=== Aim of the task ===
Render the lines from the one containing "the blue water" through the one containing "[(381, 325), (408, 338)]", both included, as a JSON list of strings with one string per line and no blank lines. Omit any picture placeholders from the list.

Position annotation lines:
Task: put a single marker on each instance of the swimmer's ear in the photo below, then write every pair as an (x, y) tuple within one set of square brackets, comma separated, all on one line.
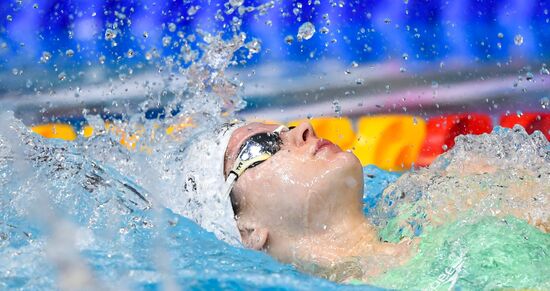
[(254, 238)]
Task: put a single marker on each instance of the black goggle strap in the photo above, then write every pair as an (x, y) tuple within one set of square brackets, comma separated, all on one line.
[(240, 166)]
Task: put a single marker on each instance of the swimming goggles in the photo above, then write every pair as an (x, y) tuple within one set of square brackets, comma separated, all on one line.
[(255, 150)]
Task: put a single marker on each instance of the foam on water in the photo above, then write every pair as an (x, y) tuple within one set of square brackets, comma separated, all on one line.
[(465, 209)]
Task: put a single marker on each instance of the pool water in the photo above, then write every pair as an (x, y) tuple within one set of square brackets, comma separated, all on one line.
[(88, 214)]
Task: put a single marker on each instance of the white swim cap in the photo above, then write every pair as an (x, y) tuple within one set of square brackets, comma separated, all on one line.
[(203, 158)]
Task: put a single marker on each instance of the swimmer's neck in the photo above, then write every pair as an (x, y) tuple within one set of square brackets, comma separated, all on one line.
[(354, 239)]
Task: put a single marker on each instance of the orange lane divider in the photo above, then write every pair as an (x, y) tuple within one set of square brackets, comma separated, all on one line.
[(391, 142), (338, 130), (55, 130), (441, 133), (530, 121)]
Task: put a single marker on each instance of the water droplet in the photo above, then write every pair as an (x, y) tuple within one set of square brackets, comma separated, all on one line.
[(518, 39), (166, 40), (46, 57), (519, 113), (306, 31), (69, 53), (130, 53), (193, 10), (337, 108), (253, 47), (289, 39), (110, 34), (544, 70), (236, 3)]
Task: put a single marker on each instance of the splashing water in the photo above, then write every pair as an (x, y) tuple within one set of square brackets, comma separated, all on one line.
[(95, 214), (462, 207)]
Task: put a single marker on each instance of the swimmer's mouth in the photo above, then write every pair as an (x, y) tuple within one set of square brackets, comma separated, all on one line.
[(323, 143)]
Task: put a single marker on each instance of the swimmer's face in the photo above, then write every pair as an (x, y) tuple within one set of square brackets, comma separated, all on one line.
[(301, 190)]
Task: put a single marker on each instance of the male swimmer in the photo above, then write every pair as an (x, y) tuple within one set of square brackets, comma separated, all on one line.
[(299, 198)]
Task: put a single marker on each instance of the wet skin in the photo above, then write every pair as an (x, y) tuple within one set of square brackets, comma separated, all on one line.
[(304, 205)]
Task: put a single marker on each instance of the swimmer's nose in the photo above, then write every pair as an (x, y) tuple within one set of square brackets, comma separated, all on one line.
[(302, 133)]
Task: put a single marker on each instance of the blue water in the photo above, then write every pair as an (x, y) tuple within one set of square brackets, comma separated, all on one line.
[(103, 238)]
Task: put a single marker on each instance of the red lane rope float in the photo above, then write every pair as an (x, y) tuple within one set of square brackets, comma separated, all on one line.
[(442, 131), (530, 121)]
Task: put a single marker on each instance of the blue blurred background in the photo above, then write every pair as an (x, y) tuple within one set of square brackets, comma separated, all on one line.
[(364, 57)]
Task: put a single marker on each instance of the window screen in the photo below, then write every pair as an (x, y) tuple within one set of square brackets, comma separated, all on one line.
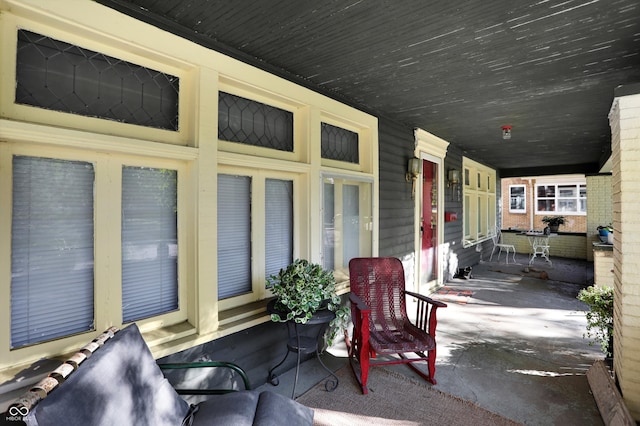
[(59, 76), (149, 242), (51, 249), (234, 235), (279, 225)]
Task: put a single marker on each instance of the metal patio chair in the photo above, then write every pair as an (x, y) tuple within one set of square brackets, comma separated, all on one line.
[(498, 244)]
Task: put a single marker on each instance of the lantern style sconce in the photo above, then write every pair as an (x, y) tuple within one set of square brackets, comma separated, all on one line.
[(413, 171), (506, 132), (453, 182)]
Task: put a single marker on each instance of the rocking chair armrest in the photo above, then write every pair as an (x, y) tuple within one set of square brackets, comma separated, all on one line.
[(360, 305), (426, 299)]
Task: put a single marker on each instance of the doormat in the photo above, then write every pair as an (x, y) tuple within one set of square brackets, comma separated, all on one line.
[(448, 294)]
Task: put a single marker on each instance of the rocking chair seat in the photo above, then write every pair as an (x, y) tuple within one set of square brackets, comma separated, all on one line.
[(381, 325), (408, 338)]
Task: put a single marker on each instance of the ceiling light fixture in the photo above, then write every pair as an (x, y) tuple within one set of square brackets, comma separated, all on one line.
[(506, 132)]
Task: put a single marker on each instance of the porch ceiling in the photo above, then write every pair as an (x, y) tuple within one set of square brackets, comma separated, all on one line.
[(458, 69)]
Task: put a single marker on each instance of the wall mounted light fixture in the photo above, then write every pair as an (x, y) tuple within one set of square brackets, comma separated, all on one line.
[(413, 171), (453, 182)]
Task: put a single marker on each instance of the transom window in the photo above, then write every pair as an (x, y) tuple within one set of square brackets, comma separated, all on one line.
[(250, 122), (59, 76), (339, 144)]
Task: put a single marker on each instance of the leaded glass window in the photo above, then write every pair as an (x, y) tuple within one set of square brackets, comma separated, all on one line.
[(59, 76), (339, 144), (250, 122)]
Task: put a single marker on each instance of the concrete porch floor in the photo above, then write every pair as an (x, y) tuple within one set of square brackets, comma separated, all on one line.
[(515, 346)]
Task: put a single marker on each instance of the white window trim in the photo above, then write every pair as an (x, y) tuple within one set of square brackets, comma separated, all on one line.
[(561, 181), (107, 244)]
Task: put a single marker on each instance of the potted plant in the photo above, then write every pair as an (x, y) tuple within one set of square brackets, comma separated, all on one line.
[(553, 222), (303, 288), (599, 316)]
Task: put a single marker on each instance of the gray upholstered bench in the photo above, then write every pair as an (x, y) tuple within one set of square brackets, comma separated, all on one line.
[(115, 381)]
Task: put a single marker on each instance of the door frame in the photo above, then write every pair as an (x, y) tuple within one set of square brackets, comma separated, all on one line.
[(431, 148)]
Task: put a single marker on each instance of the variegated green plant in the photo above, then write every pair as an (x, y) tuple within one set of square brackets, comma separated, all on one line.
[(303, 288)]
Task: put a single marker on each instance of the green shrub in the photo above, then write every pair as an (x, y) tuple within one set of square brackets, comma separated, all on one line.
[(599, 316)]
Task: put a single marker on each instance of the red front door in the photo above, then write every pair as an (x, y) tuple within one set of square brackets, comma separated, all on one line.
[(429, 246)]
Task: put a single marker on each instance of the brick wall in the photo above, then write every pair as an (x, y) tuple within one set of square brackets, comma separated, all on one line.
[(625, 144)]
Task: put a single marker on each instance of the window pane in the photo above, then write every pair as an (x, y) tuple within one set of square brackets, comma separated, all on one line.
[(149, 242), (253, 123), (351, 225), (347, 227), (339, 144), (59, 76), (567, 205), (51, 249), (567, 191), (329, 225), (279, 225), (234, 235), (517, 199)]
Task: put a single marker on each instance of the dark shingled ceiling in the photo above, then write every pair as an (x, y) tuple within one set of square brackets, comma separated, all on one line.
[(458, 69)]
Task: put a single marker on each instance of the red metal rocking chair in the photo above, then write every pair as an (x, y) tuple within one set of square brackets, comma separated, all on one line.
[(380, 322)]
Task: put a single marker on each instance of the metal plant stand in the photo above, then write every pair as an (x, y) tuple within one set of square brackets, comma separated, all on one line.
[(305, 339)]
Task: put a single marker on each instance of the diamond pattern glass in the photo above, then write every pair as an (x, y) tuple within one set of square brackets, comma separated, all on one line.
[(339, 144), (58, 76), (250, 122)]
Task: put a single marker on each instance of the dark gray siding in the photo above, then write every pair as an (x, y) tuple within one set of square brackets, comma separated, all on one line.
[(396, 206)]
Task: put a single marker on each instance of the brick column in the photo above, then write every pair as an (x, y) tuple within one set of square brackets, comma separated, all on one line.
[(625, 145)]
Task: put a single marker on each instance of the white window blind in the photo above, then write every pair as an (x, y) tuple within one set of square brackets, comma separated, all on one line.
[(51, 249), (234, 235), (351, 224), (149, 242), (279, 225)]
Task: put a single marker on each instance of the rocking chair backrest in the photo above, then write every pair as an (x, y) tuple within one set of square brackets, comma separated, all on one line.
[(379, 282)]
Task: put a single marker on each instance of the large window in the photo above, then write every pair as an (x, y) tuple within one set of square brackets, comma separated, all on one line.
[(51, 249), (565, 198), (255, 233), (479, 202), (517, 198), (347, 222), (149, 242), (66, 209)]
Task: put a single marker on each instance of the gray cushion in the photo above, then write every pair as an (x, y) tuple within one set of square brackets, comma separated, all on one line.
[(237, 409), (273, 408), (120, 384), (252, 408)]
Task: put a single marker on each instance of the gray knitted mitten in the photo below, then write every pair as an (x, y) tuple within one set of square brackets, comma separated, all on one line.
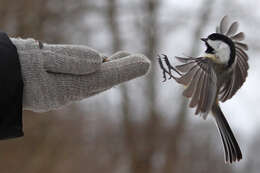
[(56, 75)]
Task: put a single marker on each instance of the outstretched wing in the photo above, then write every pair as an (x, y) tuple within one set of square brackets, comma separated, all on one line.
[(240, 65), (199, 77)]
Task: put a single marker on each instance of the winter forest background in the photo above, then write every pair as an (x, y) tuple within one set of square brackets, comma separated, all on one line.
[(142, 126)]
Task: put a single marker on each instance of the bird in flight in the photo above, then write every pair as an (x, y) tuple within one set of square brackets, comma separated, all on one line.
[(214, 77)]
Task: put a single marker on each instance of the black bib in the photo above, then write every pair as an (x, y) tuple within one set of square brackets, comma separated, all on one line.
[(11, 90)]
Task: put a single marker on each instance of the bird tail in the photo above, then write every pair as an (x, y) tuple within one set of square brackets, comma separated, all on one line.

=== In response ===
[
  "Task: put a single marker on each instance of the blue water in the photo above, then write every pair as an (x, y) tuple within one set of square brackets, comma separated, all on one line.",
  "[(103, 238)]",
  "Task: put a single marker on each instance of the red lane rope float in the photo above, then write every pair as an (x, y) tuple within one set of square brackets, comma separated, all on one line.",
  "[(442, 131), (530, 121)]",
  "Task: put a single marker on each instance of the blue blurred background in the photo above, then write every pair as an (x, y) tuple within one set of square brackets, comma separated, all on one line.",
  "[(364, 57)]",
  "Task: put a single marker on each instance of the window screen in the photo below, then write every pair as an (x, y) tuple within one set of square brackets, comma separated, all on one line.",
  "[(59, 76), (149, 242), (51, 249), (234, 235), (279, 225)]",
  "Task: put a single marker on each instance of the metal patio chair in the photo above, then write every pair as an (x, y) tuple within one set of square brackets, comma separated, all on one line.",
  "[(498, 244)]",
  "Task: put a single marker on each instance of the lantern style sconce in the photo above, then write every pair as an (x, y) tuple within one set of square brackets, comma separated, all on one line.",
  "[(413, 171), (506, 132), (453, 182)]",
  "Task: put a single marker on each instance of the rocking chair armrest in the photo above, then write every pair as an (x, y) tuple within one set of square brackets, comma separated, all on one line.",
  "[(360, 305), (426, 299)]",
  "Task: put a single marker on each instance of the doormat in the photo above, then write every pair as an (x, y) tuple within one set of square brackets, comma separated, all on one line.",
  "[(448, 294)]",
  "Task: put a single marker on each instance of the rocking chair seat in the photo above, then write every pair as an (x, y) tuple within one set of square brackets, comma separated, all on one line.",
  "[(381, 325), (408, 338)]"
]